§ **REQUEST**
State how many lines of the material below contain the string "instance", with case counting. Give only the number.
— Start of DATASET EXTRACT —
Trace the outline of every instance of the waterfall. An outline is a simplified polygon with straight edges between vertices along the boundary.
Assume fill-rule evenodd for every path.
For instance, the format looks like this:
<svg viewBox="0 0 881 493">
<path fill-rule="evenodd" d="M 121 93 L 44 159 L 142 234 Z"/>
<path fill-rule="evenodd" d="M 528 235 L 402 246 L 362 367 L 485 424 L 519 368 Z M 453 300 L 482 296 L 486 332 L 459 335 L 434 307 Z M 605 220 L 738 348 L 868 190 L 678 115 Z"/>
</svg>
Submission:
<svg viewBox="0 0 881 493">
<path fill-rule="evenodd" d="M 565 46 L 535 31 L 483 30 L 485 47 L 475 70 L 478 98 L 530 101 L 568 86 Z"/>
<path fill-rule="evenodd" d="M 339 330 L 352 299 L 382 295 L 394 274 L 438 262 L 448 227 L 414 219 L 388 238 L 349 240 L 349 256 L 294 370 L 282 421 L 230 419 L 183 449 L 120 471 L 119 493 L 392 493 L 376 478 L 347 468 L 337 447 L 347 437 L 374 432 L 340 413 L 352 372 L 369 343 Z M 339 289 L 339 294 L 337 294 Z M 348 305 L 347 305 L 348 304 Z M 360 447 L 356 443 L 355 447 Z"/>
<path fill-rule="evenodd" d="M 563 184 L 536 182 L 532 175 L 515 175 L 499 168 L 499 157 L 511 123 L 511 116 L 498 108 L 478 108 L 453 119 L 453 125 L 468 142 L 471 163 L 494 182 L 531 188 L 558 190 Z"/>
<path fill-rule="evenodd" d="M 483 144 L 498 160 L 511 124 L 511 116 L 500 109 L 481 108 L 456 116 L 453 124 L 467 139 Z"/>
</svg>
— End of DATASET EXTRACT —
§ **ANSWER IN FULL**
2